## [Goal 1]
Could you write out the post on the reliability of the Occupational Requirements Survey verbatim, in full?

## [Extract to read]
-- Start --
Sunday, June 27, 2021

Reliability of the Occupational Requirements Survey

Biestek v. Berryhill contains the essence of vocational expert testimony and cross-examination.
Now say that she testifies about the approximate number of various sedentary jobs an applicant for benefits could perform. She explains that she arrived at her figures by surveying a range of representative employers; amassing specific information about their labor needs and employment of people with disabilities; and extrapolating those findings to the national economy by means of a well-accepted methodology. She answers cogently and thoroughly all questions put to her by the ALJ and the applicant's lawyer. And nothing in the rest of the record conflicts with anything she says.

Nestled inside of the body of this statement is the long sentence describing the vocational expert explaining (1) a survey of a range of representative employers; (2) amassing information about labor needs of employers; and (3) extrapolating that data by a well-accepted methodology to the national economy.  The question is whether the vocational expert is reliable.
-- End --
## [Shape annotation entries]
-- Start --
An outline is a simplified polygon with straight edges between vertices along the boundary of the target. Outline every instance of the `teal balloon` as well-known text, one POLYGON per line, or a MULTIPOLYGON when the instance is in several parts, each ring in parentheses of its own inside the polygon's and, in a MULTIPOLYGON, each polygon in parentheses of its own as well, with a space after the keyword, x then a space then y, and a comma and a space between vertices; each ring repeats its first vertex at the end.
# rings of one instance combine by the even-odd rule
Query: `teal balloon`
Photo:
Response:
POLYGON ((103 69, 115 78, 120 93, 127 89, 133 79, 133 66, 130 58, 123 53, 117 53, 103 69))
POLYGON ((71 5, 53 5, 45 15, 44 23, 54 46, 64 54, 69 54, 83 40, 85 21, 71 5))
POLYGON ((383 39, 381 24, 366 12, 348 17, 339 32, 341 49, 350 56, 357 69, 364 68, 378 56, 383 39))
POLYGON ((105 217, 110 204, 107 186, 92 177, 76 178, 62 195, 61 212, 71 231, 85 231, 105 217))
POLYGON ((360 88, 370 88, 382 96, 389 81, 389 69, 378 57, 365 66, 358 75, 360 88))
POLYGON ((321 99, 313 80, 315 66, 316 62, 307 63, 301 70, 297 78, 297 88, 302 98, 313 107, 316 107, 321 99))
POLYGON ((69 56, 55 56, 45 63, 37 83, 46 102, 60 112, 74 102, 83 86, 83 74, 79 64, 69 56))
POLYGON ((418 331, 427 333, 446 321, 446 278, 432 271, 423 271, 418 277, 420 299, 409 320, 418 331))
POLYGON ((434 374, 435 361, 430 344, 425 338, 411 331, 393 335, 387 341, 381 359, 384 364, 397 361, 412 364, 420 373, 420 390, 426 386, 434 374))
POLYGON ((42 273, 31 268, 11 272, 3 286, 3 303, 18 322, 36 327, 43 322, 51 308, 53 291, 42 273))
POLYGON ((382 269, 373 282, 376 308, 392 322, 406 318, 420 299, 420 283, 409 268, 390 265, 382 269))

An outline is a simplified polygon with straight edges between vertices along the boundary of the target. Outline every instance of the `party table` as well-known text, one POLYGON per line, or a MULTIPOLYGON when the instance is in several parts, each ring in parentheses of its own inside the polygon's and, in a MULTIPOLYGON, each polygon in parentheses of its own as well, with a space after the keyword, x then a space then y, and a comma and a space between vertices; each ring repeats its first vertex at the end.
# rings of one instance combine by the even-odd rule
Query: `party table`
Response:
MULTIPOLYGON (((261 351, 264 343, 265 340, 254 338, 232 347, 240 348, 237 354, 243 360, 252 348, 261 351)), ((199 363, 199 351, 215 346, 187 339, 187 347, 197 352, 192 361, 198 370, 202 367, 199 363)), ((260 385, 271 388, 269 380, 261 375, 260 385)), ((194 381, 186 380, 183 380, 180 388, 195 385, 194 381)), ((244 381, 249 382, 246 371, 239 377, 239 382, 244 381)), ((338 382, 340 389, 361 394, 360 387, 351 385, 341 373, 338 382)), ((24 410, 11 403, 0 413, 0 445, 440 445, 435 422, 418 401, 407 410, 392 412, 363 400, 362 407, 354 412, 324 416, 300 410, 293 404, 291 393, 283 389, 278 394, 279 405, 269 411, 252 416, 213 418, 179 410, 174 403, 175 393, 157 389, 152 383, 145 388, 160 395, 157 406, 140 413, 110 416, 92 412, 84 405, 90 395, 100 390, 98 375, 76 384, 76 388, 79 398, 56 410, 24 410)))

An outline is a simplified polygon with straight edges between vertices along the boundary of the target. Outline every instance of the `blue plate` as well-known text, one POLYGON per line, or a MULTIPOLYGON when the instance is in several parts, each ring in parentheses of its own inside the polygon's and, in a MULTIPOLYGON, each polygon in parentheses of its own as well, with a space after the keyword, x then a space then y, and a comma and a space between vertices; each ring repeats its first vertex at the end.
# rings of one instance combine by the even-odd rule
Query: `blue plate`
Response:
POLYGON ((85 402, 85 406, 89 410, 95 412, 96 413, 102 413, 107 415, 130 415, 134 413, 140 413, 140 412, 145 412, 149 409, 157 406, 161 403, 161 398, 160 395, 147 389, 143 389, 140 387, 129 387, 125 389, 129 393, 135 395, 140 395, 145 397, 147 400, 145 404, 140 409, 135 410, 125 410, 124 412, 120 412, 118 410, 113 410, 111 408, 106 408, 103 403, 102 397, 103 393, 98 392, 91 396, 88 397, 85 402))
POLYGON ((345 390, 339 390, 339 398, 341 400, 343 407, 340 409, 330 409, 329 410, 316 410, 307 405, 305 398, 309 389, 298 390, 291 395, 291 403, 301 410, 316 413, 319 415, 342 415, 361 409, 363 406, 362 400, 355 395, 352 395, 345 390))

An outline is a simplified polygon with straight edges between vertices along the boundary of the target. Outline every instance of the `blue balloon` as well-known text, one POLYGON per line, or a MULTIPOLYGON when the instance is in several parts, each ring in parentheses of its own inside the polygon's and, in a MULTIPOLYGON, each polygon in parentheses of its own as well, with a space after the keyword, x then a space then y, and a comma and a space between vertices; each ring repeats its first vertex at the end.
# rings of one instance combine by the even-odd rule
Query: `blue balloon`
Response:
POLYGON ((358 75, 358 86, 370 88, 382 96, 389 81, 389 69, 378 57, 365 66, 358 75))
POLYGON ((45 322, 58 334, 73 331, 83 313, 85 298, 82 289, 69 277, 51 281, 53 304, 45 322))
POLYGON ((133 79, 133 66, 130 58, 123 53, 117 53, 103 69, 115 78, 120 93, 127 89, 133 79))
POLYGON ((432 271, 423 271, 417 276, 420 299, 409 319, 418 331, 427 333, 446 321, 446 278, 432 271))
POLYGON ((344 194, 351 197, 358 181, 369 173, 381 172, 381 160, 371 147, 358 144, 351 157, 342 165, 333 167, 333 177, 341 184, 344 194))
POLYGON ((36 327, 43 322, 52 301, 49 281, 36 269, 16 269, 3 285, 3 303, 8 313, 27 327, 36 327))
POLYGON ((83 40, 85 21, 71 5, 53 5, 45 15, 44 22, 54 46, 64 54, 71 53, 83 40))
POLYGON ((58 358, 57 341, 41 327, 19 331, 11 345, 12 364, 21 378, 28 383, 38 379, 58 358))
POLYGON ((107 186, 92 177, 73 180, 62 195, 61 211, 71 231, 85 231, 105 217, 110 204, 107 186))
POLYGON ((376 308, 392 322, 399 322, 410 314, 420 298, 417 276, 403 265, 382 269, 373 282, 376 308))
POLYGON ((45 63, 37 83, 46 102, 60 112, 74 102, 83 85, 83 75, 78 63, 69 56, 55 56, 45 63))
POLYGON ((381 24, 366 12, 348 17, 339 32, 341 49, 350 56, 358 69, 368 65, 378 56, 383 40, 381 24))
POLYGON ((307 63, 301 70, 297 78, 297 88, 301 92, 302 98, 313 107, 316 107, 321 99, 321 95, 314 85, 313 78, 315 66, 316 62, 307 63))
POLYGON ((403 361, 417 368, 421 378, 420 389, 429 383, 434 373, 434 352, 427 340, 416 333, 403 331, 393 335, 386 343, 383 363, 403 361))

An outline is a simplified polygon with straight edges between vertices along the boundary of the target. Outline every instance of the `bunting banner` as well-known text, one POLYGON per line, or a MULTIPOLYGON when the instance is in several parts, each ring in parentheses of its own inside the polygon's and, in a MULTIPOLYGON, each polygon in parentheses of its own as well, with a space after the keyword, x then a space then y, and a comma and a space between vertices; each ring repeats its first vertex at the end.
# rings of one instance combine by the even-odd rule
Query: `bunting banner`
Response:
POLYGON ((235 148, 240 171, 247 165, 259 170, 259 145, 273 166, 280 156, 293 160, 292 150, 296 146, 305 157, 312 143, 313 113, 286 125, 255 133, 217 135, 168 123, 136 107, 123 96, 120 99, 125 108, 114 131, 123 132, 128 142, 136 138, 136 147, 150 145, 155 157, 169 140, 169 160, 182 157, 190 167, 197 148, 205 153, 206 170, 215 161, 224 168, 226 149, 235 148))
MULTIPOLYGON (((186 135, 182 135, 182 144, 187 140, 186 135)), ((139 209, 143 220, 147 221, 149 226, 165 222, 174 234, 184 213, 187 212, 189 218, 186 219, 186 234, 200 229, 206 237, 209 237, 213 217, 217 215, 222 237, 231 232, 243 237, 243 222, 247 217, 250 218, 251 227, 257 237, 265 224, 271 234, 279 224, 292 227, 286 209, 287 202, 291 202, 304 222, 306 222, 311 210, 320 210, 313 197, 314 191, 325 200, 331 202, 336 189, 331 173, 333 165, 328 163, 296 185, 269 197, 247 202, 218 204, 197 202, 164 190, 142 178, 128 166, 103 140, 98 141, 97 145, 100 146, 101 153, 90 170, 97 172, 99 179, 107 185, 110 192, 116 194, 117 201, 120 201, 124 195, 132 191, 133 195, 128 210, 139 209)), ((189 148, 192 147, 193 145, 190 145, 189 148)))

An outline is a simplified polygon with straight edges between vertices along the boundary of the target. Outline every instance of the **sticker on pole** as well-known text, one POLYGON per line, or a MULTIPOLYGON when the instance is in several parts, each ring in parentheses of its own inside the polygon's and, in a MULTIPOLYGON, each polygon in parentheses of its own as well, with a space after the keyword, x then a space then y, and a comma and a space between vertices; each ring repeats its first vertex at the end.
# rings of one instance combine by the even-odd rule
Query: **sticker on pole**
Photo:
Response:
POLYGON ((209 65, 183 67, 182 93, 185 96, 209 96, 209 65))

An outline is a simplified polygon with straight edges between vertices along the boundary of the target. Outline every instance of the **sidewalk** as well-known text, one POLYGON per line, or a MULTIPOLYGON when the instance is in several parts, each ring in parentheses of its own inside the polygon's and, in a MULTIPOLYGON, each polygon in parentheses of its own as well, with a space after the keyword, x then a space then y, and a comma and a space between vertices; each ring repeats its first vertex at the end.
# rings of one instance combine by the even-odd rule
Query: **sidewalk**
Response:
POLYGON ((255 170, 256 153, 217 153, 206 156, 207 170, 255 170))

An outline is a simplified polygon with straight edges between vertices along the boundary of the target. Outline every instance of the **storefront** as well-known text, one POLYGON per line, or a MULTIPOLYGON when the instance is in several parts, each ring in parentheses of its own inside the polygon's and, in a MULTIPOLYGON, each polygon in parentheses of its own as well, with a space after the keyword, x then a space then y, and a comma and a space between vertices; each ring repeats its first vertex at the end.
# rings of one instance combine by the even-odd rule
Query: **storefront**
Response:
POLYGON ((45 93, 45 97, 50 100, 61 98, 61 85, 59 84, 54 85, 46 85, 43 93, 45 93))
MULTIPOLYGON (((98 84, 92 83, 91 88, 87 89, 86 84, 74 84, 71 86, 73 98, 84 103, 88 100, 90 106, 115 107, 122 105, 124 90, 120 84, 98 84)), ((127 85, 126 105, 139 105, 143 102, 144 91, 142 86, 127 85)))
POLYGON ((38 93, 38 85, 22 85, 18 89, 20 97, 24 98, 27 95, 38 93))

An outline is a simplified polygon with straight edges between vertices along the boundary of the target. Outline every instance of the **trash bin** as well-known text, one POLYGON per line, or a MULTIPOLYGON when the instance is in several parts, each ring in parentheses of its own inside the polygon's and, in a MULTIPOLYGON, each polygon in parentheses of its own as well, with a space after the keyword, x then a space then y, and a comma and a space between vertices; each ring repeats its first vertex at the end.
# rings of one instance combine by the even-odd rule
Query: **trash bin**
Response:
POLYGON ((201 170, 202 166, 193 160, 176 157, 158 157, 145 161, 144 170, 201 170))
-- End --
-- Start --
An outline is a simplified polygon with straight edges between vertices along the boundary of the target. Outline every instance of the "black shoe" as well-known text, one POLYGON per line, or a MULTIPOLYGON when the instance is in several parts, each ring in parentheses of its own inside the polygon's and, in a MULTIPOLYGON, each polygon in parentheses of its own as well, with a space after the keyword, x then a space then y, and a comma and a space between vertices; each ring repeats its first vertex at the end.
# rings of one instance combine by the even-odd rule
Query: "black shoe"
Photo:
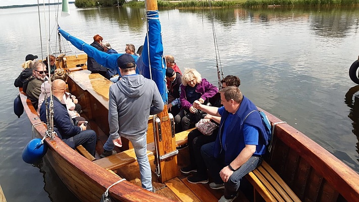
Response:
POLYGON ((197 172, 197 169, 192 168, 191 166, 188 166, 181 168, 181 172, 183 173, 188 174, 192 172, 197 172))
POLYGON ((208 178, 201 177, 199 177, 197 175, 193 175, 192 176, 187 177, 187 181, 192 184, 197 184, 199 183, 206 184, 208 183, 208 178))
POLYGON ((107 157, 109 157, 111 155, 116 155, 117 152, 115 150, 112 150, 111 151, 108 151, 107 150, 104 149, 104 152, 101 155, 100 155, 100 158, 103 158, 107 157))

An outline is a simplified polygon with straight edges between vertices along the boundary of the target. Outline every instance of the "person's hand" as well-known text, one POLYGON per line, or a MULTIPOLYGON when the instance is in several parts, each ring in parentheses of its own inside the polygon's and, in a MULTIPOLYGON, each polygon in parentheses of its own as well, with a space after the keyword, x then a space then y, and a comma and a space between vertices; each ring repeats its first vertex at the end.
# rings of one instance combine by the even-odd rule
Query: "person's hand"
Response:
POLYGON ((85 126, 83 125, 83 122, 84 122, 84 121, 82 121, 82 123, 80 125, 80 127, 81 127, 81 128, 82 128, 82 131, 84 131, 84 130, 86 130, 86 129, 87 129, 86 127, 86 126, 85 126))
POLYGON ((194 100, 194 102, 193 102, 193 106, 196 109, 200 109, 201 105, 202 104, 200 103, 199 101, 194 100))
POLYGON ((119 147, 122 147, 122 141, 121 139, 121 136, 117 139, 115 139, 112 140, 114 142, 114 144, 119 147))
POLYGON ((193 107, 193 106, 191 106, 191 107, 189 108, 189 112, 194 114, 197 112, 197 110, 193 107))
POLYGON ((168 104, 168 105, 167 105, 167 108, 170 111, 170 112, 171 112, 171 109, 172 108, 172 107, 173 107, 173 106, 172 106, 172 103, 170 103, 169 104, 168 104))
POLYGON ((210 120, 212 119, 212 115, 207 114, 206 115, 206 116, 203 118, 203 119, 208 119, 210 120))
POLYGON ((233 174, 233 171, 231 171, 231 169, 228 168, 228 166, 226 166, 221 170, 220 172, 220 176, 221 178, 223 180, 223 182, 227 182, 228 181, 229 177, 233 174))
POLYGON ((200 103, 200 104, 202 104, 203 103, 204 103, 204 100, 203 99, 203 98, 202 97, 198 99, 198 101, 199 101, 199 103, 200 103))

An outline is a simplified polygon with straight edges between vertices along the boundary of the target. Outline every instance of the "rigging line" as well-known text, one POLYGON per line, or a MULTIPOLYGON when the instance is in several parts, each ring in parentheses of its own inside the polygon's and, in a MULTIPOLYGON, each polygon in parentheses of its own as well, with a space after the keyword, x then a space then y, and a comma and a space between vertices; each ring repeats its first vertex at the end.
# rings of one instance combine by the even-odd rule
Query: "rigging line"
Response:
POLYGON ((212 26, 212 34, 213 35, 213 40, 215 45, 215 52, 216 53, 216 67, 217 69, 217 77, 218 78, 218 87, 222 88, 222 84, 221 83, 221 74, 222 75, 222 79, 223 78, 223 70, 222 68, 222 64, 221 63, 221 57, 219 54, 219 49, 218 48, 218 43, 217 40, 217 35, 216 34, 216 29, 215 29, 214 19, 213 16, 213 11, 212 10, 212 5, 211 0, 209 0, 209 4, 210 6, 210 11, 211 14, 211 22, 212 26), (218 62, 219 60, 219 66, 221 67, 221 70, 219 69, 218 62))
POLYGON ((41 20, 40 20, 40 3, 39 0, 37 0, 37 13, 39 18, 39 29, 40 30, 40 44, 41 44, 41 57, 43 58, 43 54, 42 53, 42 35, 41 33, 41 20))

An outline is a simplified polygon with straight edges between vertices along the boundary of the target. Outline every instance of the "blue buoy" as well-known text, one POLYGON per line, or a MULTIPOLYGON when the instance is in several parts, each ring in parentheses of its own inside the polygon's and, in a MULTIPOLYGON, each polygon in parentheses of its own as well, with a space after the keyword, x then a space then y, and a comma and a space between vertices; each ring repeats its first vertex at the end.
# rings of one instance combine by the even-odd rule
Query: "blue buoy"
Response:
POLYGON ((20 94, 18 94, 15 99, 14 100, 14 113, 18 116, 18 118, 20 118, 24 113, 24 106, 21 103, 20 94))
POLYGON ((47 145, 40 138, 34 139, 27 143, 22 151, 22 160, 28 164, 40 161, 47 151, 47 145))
-- End --
## [Goal 2]
Can you give back, verbatim, only the lines of the rows from the line with "of the **trash" up to and including the line with "POLYGON ((201 170, 202"?

## [Task output 1]
Sunday, June 27, 2021

Reliability of the Occupational Requirements Survey

Biestek v. Berryhill contains the essence of vocational expert testimony and cross-examination.
Now say that she testifies about the approximate number of various sedentary jobs an applicant for benefits could perform. She explains that she arrived at her figures by surveying a range of representative employers; amassing specific information about their labor needs and employment of people with disabilities; and extrapolating those findings to the national economy by means of a well-accepted methodology. She answers cogently and thoroughly all questions put to her by the ALJ and the applicant's lawyer. And nothing in the rest of the record conflicts with anything she says.

Nestled inside of the body of this statement is the long sentence describing the vocational expert explaining (1) a survey of a range of representative employers; (2) amassing information about labor needs of employers; and (3) extrapolating that data by a well-accepted methodology to the national economy.  The question is whether the vocational expert is reliable.

## [Task output 2]
An outline is a simplified polygon with straight edges between vertices along the boundary of the target. Outline every instance of the **trash bin** as well-known text, one POLYGON per line, or a MULTIPOLYGON when the instance is in several parts, each ring in parentheses of its own inside the polygon's and, in a MULTIPOLYGON, each polygon in parentheses of its own as well, with a space after the keyword, x then a space then y, and a comma and a space between vertices; each ring repeats its first vertex at the end.
# rings of one instance combine by the even-odd rule
Query: **trash bin**
Response:
POLYGON ((201 170, 202 166, 193 160, 176 157, 158 157, 145 161, 144 170, 201 170))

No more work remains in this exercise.